## begin Given entries

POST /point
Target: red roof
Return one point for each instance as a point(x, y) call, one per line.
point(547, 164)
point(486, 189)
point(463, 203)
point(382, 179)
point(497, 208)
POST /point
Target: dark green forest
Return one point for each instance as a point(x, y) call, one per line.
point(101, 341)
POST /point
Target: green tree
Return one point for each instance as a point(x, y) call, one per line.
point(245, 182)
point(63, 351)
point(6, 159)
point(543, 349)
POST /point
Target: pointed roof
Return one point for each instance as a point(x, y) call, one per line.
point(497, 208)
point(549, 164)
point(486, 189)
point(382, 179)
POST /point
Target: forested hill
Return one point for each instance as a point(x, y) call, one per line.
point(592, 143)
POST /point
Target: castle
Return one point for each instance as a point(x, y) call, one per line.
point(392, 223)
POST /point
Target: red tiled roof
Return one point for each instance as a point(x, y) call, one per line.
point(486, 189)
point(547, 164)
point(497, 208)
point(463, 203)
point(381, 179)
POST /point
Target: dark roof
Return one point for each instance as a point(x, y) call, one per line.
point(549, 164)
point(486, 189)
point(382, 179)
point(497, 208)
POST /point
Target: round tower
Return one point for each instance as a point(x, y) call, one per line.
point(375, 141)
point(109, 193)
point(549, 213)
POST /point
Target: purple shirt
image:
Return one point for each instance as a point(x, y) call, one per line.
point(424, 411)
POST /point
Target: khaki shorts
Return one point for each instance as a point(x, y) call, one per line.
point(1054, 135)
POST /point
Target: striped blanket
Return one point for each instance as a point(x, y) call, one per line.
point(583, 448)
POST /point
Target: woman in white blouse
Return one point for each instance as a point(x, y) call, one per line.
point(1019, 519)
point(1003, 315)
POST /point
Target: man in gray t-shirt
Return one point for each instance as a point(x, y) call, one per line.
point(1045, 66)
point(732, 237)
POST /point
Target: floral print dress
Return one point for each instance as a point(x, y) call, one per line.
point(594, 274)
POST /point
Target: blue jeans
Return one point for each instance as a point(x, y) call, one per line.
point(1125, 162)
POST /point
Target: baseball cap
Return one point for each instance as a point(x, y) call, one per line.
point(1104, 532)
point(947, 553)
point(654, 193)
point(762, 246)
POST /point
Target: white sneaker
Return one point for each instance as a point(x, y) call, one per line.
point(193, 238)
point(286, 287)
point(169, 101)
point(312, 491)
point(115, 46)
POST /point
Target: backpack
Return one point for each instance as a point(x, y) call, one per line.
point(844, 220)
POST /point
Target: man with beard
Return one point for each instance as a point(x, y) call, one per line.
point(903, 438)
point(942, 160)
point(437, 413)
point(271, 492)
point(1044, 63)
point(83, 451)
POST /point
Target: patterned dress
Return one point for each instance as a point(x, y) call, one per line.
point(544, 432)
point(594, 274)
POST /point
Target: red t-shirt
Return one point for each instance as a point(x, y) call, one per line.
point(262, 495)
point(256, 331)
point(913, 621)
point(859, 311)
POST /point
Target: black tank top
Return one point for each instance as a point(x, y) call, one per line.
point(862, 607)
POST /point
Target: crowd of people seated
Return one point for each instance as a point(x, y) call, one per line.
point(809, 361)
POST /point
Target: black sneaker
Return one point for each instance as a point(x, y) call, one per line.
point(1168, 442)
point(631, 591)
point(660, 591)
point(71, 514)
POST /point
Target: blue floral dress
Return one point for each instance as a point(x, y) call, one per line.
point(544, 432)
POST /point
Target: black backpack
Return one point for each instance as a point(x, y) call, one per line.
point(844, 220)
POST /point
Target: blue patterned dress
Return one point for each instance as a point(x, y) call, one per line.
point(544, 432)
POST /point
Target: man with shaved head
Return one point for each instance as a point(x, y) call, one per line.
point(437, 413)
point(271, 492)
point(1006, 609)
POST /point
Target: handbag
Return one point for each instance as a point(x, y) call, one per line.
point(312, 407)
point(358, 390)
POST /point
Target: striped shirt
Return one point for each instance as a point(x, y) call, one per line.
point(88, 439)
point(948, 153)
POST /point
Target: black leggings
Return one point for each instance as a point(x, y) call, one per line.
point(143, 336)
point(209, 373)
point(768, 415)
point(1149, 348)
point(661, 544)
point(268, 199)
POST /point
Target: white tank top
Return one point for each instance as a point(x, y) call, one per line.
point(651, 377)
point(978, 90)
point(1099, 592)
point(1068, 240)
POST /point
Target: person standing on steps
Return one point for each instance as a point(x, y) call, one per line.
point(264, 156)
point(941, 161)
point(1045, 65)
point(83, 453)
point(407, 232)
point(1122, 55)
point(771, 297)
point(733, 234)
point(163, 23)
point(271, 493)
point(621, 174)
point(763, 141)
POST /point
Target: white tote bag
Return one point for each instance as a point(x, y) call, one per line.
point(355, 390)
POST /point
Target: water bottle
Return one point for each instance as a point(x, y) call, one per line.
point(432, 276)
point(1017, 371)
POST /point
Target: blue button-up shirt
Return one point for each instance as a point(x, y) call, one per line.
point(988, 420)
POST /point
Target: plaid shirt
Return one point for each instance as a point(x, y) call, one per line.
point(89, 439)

## end Given entries

What needs to be done ->
Repeat every entry exactly, please.

Response to the exercise ->
POST /point
Target: red roof
Return one point for each instance as a point(x, y) call, one per line.
point(547, 164)
point(486, 189)
point(463, 203)
point(382, 179)
point(497, 208)
POST /point
Target: dark green forest
Return one point for each instance as a point(x, y) call, one per line.
point(101, 341)
POST /point
Target: green tree
Return one point for each instance as a point(x, y) call, one per line.
point(245, 182)
point(63, 351)
point(6, 159)
point(543, 349)
POST /point
Target: pointed roof
Return one point for each instance as a point(x, y) call, one per line.
point(497, 208)
point(549, 164)
point(486, 189)
point(382, 179)
POST /point
Target: forested hill
Return one point for each instance as a point(x, y) call, one per line.
point(592, 143)
POST /point
Target: castle
Return one point for each instance as a point(x, y) call, one per line.
point(392, 223)
POST /point
Target: red tiled roof
Return one point for each instance as a point(x, y) call, one per line.
point(486, 189)
point(547, 164)
point(497, 208)
point(463, 203)
point(381, 179)
POST /point
Target: dark roof
Return one point for each instance as a point(x, y) call, one per line.
point(549, 164)
point(486, 189)
point(382, 179)
point(497, 208)
POST /point
Target: round tower
Return one point for each instance as a point(x, y) call, one per line.
point(375, 141)
point(109, 193)
point(549, 213)
POST /point
Target: purple shirt
image:
Return one point for each instance as a point(x, y) call, one per line.
point(424, 411)
POST /point
Target: khaki shorts
Return one point for each instance as a point(x, y) call, one per line.
point(1054, 135)
POST /point
Target: striped blanket
Return one point for each instance as a point(x, y) call, one per line.
point(583, 448)
POST /point
Target: woman in white blouse
Return one point for each instance as a point(x, y) call, one per line.
point(1019, 519)
point(1003, 315)
POST /point
Target: man in gray t-shirt
Return one point for each instance as a point(x, y) call, one per line.
point(1045, 66)
point(732, 237)
POST /point
Target: floral print dress
Return one point for each instance as a point(x, y) call, one per line.
point(594, 274)
POST /point
Target: blue jeans
Return one point for each instance as a point(x, y) call, one per line.
point(1125, 162)
POST /point
Target: baseball cap
Return one point for each instance as a point(x, y) call, one per line.
point(1104, 532)
point(947, 553)
point(654, 193)
point(762, 246)
POST /point
Target: white sneaker
Return one point for each instance as a point(x, y) call, one per line.
point(193, 238)
point(286, 287)
point(169, 101)
point(312, 491)
point(115, 46)
POST /point
Target: backpack
Return one point for each instance as a point(x, y) call, one per line.
point(844, 220)
POST /point
Target: man with beard
Return one point for each instance as a point(x, y) call, one per line.
point(903, 438)
point(942, 160)
point(437, 413)
point(271, 492)
point(1044, 63)
point(83, 451)
POST /point
Target: patterned dress
Return one point for each instance as a point(x, y) call, one per line.
point(544, 432)
point(594, 274)
POST /point
Target: red t-shirt
Return one point for each instance as a point(x, y) call, one per line.
point(262, 495)
point(256, 331)
point(913, 621)
point(859, 311)
POST /point
Target: black tank top
Return one point for each instance as a point(x, y) call, one per line.
point(862, 607)
POST /point
Target: crowd of people seated
Return one point for each instance as a point(x, y) call, one per line.
point(809, 361)
POST /point
Target: black sneaker
Return one point for each instance as a point(x, y) call, one per line.
point(1168, 442)
point(631, 591)
point(660, 591)
point(71, 514)
POST /point
Target: blue floral dress
Return one point for each instance as a point(x, y) call, one per line.
point(544, 432)
POST /point
Target: black backpack
Return one point for each instance as a point(x, y) call, one per line.
point(844, 220)
POST /point
Target: blue patterned dress
Return one point for each instance as a point(x, y) call, one per line.
point(544, 432)
POST /point
Target: man with shaved head
Return one point for each instance as a point(x, y) call, one per line.
point(437, 413)
point(271, 492)
point(1006, 609)
POST /point
Target: handbag
Return one point for each instance as a point(x, y) call, one per line.
point(312, 407)
point(358, 390)
POST /point
Target: striped shirt
Return one point for each instance as a point(x, y) call, one per line.
point(88, 439)
point(948, 153)
POST /point
Target: black leggings
Return one point for each instance as a point(x, y) call, one per line.
point(143, 336)
point(209, 373)
point(768, 415)
point(1149, 348)
point(661, 544)
point(268, 199)
POST /point
Target: white tank top
Return one point for each instance as a point(x, y) call, one per line.
point(651, 377)
point(978, 90)
point(1099, 592)
point(1068, 240)
POST /point
Target: person standing on steps
Return one point for each instance as a point(x, y) call, one per line.
point(264, 156)
point(941, 161)
point(1045, 65)
point(83, 453)
point(407, 232)
point(1122, 55)
point(771, 297)
point(733, 234)
point(163, 23)
point(271, 493)
point(621, 174)
point(763, 141)
POST /point
Target: white tote bag
Return one point for each instance as a point(x, y) call, one per line.
point(355, 390)
POST /point
Target: water bottle
Return one point for each instance as a point(x, y) call, one per line.
point(432, 276)
point(1017, 371)
POST /point
Target: blue button-up shirt
Return one point for each instance as a point(x, y) call, one per line.
point(988, 420)
POST /point
Target: plaid shirt
Return one point for each instance as a point(x, y) call, one per line.
point(89, 439)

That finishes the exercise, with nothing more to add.